> [Work to be completed]: The pictures are to be left out, and all remaining data is to be transcribed exactly as it appears.

........

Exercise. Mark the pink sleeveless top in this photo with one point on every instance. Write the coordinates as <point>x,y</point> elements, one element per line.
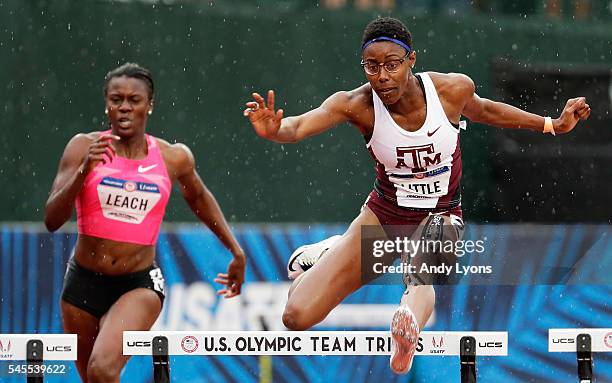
<point>125,200</point>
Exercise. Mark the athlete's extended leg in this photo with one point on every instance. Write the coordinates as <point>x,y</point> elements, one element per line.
<point>135,310</point>
<point>418,300</point>
<point>85,325</point>
<point>336,275</point>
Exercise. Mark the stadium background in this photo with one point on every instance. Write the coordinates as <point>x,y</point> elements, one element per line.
<point>207,58</point>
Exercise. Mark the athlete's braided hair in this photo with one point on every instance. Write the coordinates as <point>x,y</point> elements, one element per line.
<point>130,70</point>
<point>387,27</point>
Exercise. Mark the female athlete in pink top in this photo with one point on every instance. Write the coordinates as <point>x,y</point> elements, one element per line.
<point>120,180</point>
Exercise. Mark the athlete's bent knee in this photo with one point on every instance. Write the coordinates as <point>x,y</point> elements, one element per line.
<point>296,318</point>
<point>101,370</point>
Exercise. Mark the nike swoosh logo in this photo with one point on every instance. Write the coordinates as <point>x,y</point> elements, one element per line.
<point>429,134</point>
<point>146,168</point>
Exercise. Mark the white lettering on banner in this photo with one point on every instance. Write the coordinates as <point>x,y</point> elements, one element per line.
<point>55,346</point>
<point>196,307</point>
<point>431,343</point>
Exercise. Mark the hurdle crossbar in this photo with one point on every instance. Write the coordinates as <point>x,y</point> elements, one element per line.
<point>582,341</point>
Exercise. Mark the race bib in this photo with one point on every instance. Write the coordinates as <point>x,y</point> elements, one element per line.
<point>421,190</point>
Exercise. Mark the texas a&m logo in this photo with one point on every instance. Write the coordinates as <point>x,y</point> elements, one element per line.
<point>422,157</point>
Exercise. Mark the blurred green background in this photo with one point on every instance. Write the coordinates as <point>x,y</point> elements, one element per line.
<point>207,57</point>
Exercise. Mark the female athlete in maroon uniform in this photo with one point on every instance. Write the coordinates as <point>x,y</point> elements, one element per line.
<point>410,123</point>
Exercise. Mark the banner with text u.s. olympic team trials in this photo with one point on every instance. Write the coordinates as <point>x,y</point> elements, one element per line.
<point>430,343</point>
<point>33,262</point>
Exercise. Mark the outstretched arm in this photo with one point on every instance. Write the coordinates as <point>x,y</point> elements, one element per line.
<point>205,206</point>
<point>271,125</point>
<point>502,115</point>
<point>73,168</point>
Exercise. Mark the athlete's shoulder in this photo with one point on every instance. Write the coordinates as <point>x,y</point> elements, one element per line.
<point>351,103</point>
<point>453,86</point>
<point>81,141</point>
<point>177,155</point>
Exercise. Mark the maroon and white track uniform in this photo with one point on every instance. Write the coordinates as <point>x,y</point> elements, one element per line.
<point>416,172</point>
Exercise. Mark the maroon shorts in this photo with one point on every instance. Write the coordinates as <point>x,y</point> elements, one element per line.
<point>390,214</point>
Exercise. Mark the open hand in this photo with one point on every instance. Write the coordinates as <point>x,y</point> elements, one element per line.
<point>264,119</point>
<point>100,150</point>
<point>575,109</point>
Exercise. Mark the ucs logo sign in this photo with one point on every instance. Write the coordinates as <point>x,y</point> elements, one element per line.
<point>139,343</point>
<point>490,344</point>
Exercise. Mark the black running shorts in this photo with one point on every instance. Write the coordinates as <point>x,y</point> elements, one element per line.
<point>95,293</point>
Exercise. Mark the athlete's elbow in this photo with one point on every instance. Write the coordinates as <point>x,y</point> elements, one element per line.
<point>51,225</point>
<point>51,221</point>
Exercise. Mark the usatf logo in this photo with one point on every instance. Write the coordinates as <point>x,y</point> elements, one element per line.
<point>129,186</point>
<point>437,345</point>
<point>189,343</point>
<point>420,156</point>
<point>440,342</point>
<point>5,349</point>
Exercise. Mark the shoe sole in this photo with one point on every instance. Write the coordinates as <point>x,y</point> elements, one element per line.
<point>404,336</point>
<point>326,243</point>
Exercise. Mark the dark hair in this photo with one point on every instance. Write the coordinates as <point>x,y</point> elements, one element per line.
<point>387,27</point>
<point>130,70</point>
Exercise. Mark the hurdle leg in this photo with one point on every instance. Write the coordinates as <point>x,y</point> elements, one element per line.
<point>161,362</point>
<point>467,349</point>
<point>584,358</point>
<point>34,356</point>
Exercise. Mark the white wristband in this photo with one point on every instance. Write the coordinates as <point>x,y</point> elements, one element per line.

........

> [Exercise answer]:
Exercise. Mark the pink sleeveless top in this photo with one point on every instance. Write the coordinates as <point>x,y</point> elements, one element per line.
<point>125,200</point>
Exercise. Mark the athlete's extended leg in this photo with one point on every instance. Write the coordinates as <point>x,y</point> elements, one element per line.
<point>135,310</point>
<point>418,300</point>
<point>85,325</point>
<point>336,275</point>
Exercise. Mark the stadium background in this photo with one point on every instance. Write the coordinates as <point>x,y</point> elements, one element per line.
<point>207,58</point>
Exercise. Mark the athlete's braided hair in this photo with one point on every instance. Write the coordinates as <point>x,y</point> elements, one element per line.
<point>130,70</point>
<point>387,27</point>
Exercise. Mark the female athlete in pink top in this photo with one point on every instance. Write the coordinates as <point>x,y</point> elements, one element per line.
<point>120,180</point>
Exercise. Mark the athlete's bent knee in this photo with one point on every instance. Write the coordinates as <point>x,y</point> elements, one element per line.
<point>296,318</point>
<point>101,370</point>
Exercise. Mark the nike swoosh logo in this photo with one point on every instance. Write the coordinates as <point>x,y</point> elements, one element per line.
<point>429,134</point>
<point>146,168</point>
Exercise. Mark the white lettering on banner in this photo with one point on every instance. Write the coordinates as <point>x,y</point> elements, one element per line.
<point>55,346</point>
<point>196,307</point>
<point>431,343</point>
Exercise. Mark the hurdle crossbar in this photo with one point on every instance. Write the coordinates as <point>x,y</point> elements, one element per line.
<point>582,341</point>
Exercise. Mark the race bib in this photo with one point on every instance. Write the coordinates as <point>x,y</point> elements, one element per line.
<point>421,190</point>
Exercise. Mark the texas a&m logo in this photo with one point on every instance. Write the coordinates as <point>x,y</point> elements, one element per line.
<point>422,157</point>
Exercise. Mark the blurred green background in this photo with one point on every instance. Write the coordinates as <point>x,y</point> elements, one element per line.
<point>207,57</point>
Exercise. Mark the female athlete in maroon uniform in this photo with one point on every instance. Write the coordinates as <point>x,y</point> elements, one element per line.
<point>410,123</point>
Exercise. Mark the banner with text u.s. olympic team trials in this photo with one point on every instance. Write the coordinates as <point>x,y</point> elements, one element per line.
<point>430,343</point>
<point>33,262</point>
Exercise. Mark the outstretched arm in this photo with one point on every instance. Write the coordinates as <point>x,y</point> elements, one element per line.
<point>205,206</point>
<point>271,125</point>
<point>502,115</point>
<point>73,168</point>
Exercise. Mark the athlete's shoulder in this photo with one point on every instance. Write the coordinates as <point>x,y</point> elements, one element per line.
<point>351,103</point>
<point>453,86</point>
<point>81,141</point>
<point>177,155</point>
Exercise. Mark the maroon and white track uniform in this photo with one point on every instance. Write the coordinates as <point>x,y</point> elements, one element per line.
<point>416,172</point>
Exercise. Mark the maroon shorts in this photo with one point on every instance. Write the coordinates as <point>x,y</point> elements, one element per line.
<point>390,214</point>
Exercise. Mark the open hand in this photo with one point on every instance. Write the coordinates as <point>x,y</point> elements, one element per line.
<point>264,119</point>
<point>100,150</point>
<point>575,109</point>
Exercise. Mark the ucs logo sign in this photo with one point on every instance. Write the coordinates as <point>x,y</point> elements, one element per line.
<point>139,343</point>
<point>490,344</point>
Exercise. Mark the black running shorts in this photo with one point on every instance. Write the coordinates as <point>x,y</point> elements, one element per line.
<point>95,293</point>
Exercise. Mark the athlete's elbow in this photo with one point on every instance. Write the coordinates as <point>x,y</point> elements, one element per line.
<point>51,225</point>
<point>51,221</point>
Exercise. Mark the usatf logo in this photo with one point on every instance. Write the coordinates as <point>x,y</point> elements, one element per line.
<point>129,186</point>
<point>437,345</point>
<point>189,343</point>
<point>420,156</point>
<point>440,342</point>
<point>5,349</point>
Exercise. Mark the shoe sole in this photo with one point on every instance. Write the coordinates as <point>x,y</point> elements, one element per line.
<point>404,336</point>
<point>326,243</point>
Exercise. Mark the dark hair in this photo with one point on every instance. Write the coordinates as <point>x,y</point> elements, one element per line.
<point>387,27</point>
<point>130,70</point>
Exercise. Mark the hurdle leg in this photo with one point on every instance. Write the coordinates as <point>x,y</point> elements, one element per line.
<point>161,362</point>
<point>467,349</point>
<point>584,358</point>
<point>34,356</point>
Exercise. Mark the white wristband in this photo with one point on every instance. Write the coordinates as <point>x,y</point> elements, one element per line.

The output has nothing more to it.